**Job:** Which lines of the records below contain the word "cloud"? Extract each of them in full.

**Materials provided:**

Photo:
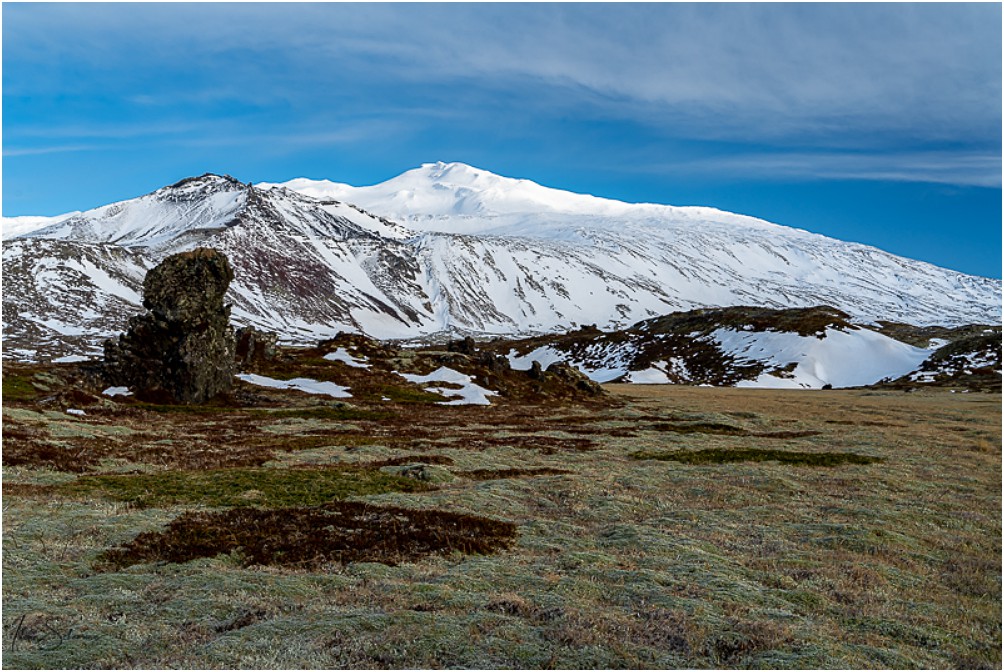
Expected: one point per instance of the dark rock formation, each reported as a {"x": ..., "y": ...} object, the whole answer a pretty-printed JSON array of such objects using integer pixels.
[
  {"x": 182, "y": 350},
  {"x": 465, "y": 347},
  {"x": 574, "y": 378},
  {"x": 254, "y": 347}
]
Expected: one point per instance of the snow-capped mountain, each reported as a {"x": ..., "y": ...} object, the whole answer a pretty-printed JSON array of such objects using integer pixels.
[
  {"x": 748, "y": 347},
  {"x": 450, "y": 248}
]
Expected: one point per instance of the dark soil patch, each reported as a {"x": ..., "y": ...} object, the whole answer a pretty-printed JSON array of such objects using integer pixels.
[
  {"x": 493, "y": 474},
  {"x": 243, "y": 487},
  {"x": 726, "y": 455},
  {"x": 312, "y": 536}
]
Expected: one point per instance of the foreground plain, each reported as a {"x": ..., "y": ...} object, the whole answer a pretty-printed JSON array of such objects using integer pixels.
[{"x": 655, "y": 528}]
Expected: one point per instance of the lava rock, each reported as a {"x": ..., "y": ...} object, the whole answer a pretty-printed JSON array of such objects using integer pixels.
[
  {"x": 575, "y": 378},
  {"x": 183, "y": 350},
  {"x": 254, "y": 347}
]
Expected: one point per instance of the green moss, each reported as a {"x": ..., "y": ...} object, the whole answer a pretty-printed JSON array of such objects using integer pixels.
[
  {"x": 242, "y": 487},
  {"x": 725, "y": 455},
  {"x": 18, "y": 389},
  {"x": 194, "y": 409}
]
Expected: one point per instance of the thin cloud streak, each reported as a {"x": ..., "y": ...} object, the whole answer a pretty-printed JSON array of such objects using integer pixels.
[{"x": 964, "y": 169}]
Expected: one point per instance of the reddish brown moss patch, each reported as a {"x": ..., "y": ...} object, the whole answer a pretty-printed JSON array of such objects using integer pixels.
[
  {"x": 312, "y": 536},
  {"x": 492, "y": 474}
]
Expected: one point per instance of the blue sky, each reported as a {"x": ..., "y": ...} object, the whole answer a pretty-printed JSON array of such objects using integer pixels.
[{"x": 877, "y": 124}]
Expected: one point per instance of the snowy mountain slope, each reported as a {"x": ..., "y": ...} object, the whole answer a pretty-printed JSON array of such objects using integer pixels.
[
  {"x": 740, "y": 347},
  {"x": 12, "y": 227},
  {"x": 688, "y": 256},
  {"x": 532, "y": 260}
]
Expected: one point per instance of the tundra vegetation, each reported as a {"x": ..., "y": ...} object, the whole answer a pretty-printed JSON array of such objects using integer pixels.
[{"x": 646, "y": 526}]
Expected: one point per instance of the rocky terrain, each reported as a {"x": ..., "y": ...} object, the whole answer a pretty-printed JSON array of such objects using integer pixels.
[
  {"x": 445, "y": 251},
  {"x": 337, "y": 509}
]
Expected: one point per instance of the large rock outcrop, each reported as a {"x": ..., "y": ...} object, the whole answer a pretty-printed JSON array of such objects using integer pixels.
[{"x": 182, "y": 350}]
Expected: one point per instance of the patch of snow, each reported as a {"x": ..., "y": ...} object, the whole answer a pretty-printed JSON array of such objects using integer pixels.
[
  {"x": 307, "y": 385},
  {"x": 70, "y": 359},
  {"x": 470, "y": 393},
  {"x": 341, "y": 355},
  {"x": 841, "y": 359},
  {"x": 650, "y": 376}
]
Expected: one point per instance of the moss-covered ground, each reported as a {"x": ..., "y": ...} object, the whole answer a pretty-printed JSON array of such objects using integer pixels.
[{"x": 272, "y": 532}]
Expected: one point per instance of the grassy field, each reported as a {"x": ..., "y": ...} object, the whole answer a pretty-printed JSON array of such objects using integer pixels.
[{"x": 664, "y": 526}]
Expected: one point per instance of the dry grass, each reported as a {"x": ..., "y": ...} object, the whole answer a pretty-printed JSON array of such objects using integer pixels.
[{"x": 599, "y": 560}]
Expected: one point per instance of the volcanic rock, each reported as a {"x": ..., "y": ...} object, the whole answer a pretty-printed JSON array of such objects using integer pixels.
[{"x": 183, "y": 350}]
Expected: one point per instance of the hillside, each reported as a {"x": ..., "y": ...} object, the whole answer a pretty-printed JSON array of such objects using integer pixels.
[{"x": 445, "y": 250}]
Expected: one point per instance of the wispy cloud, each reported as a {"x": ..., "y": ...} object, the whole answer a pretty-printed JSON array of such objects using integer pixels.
[{"x": 941, "y": 167}]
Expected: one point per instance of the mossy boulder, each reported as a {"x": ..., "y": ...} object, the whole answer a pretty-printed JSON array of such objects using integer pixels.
[{"x": 182, "y": 351}]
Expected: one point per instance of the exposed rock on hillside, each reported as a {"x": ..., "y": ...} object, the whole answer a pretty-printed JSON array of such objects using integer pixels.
[
  {"x": 254, "y": 346},
  {"x": 183, "y": 349}
]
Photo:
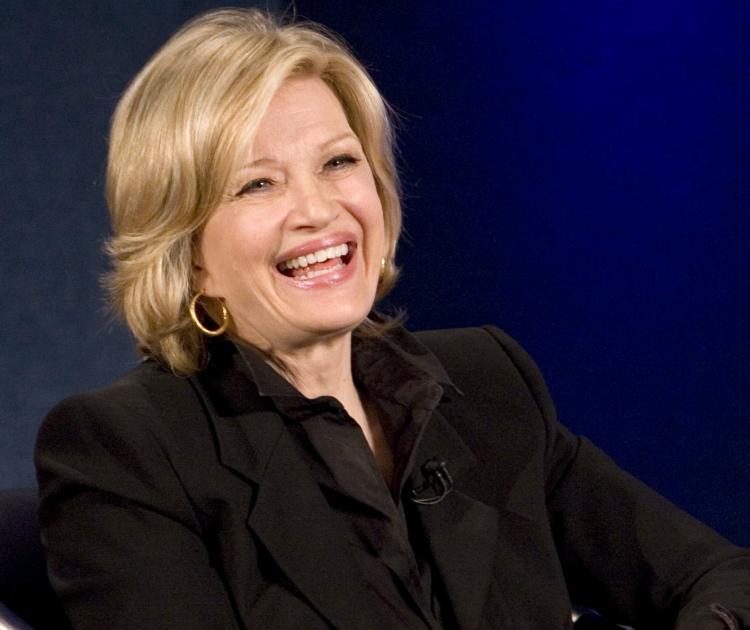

**Answer to this problem:**
Expected: one point per instance of the thin cloud streak, each reported as a {"x": ..., "y": ...} object, the whole answer a pretty-printed JSON array of such objects using integer pixels.
Expected: one point per instance of the wispy cloud, each reported as a {"x": ..., "y": ...} object, the whole answer a pretty-printed JSON array of such objects using integer pixels.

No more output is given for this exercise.